* PROBLEM REQUIREMENTS *
Reproduce the items from the line holding "Target: gray t-shirt" through the end of the items, inclusive, renaming every "Target" to "Label" and changing nothing else.

Start RECORDED DATA

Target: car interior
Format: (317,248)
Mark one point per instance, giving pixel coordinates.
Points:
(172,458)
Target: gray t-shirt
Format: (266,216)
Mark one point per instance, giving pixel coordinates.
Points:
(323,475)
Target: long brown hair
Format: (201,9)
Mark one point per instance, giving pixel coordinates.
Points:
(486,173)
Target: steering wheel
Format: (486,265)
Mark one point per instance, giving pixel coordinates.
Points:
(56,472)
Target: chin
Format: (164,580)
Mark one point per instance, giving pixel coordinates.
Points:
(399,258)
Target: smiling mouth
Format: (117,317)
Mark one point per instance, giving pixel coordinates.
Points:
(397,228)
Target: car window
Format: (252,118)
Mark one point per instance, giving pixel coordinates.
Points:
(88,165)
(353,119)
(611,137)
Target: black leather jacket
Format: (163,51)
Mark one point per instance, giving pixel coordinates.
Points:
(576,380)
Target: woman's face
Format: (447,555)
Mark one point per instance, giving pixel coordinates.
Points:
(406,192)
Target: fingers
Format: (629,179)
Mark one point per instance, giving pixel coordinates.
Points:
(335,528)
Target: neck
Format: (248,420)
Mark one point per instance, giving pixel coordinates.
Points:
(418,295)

End RECORDED DATA

* SOLUTION TO THE PROBLEM *
Label: gray t-shirt
Format: (266,216)
Mark one point per instance, giving pixel coordinates.
Points:
(323,475)
Label: long brown hair
Format: (201,9)
Mark one point per instance, giving pixel coordinates.
Points:
(486,173)
Label: steering wheel
Format: (486,265)
Mark one point per instance, giving pixel coordinates.
Points:
(56,472)
Label: chin
Format: (164,580)
Mark one point per instance, giving pixel coordinates.
Points:
(399,258)
Label: smiling mouth
Format: (117,317)
Mark one point per instance, giving pixel coordinates.
Points:
(397,228)
Label: car window
Format: (252,118)
Mark one point per instance, giving pixel coordinates.
Points:
(88,165)
(353,119)
(611,137)
Label: black leather jacket
Format: (163,51)
Mark one point per instance, giving pixel coordinates.
Points:
(576,380)
Label: woman's face
Format: (447,555)
Mark one point per instance, giving pixel coordinates.
Points:
(406,192)
Label: fingers
Format: (629,179)
Mark one point per instance, giving pixel coordinates.
Points:
(335,528)
Label: neck
Format: (248,420)
Mark one point per instance, giving pixel coordinates.
Points:
(418,295)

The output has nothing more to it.